• OBJECTIVE: Would you reproduce each of the records below verbatim, character for character?

-------

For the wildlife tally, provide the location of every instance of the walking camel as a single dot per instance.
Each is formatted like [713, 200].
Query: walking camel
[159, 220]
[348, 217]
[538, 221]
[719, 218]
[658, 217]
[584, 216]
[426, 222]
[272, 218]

-------

• TASK RESPONSE:
For the wildlife tally, provide the location of every instance of the walking camel as a single dot per instance.
Each is formatted like [713, 200].
Query: walking camel
[159, 220]
[348, 217]
[538, 221]
[719, 218]
[658, 217]
[584, 216]
[426, 222]
[272, 218]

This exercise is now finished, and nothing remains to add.